[Position annotation records]
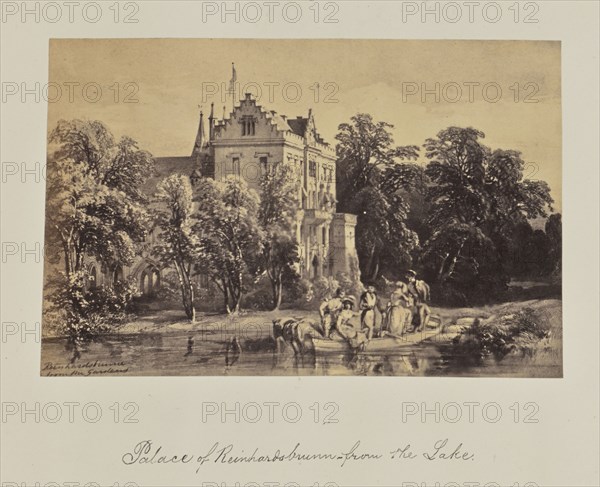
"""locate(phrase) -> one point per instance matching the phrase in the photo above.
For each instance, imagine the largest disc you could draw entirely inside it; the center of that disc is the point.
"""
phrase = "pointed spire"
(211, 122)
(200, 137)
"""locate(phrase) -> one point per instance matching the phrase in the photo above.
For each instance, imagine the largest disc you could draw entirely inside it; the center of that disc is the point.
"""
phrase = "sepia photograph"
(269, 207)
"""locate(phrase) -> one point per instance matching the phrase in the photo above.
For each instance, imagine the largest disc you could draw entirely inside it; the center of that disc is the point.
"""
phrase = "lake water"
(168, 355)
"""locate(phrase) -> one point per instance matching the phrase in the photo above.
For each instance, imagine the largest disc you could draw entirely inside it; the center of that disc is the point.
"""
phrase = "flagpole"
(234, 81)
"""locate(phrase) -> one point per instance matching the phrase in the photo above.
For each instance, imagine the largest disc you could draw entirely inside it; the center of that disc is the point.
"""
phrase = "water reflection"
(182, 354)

...

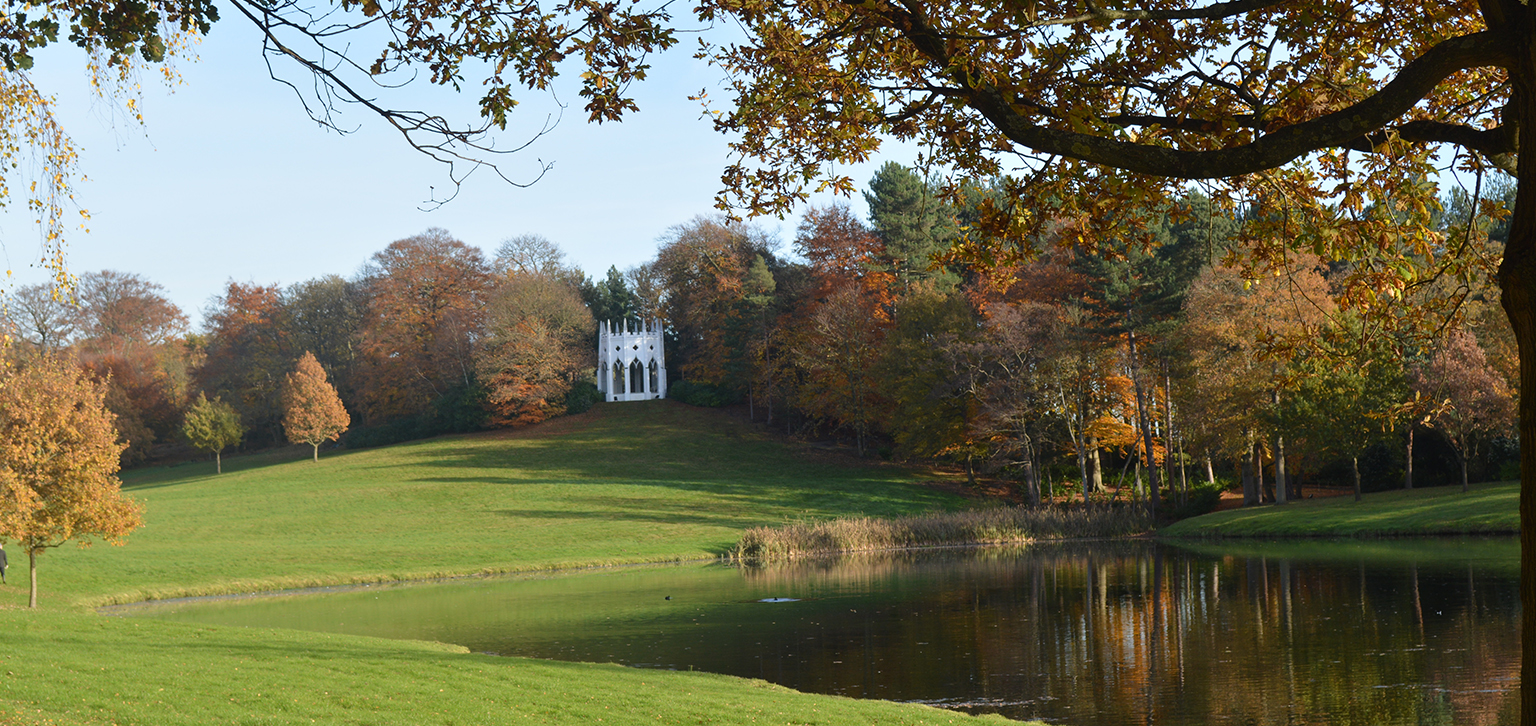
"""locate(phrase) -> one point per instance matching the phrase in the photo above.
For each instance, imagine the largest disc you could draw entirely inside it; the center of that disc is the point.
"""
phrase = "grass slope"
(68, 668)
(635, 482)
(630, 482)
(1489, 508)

OBJECTIVE:
Please list each line of the records above that contains the string "water". Case counts.

THE SOLUTION:
phrase = "lake water"
phrase = "water reflection"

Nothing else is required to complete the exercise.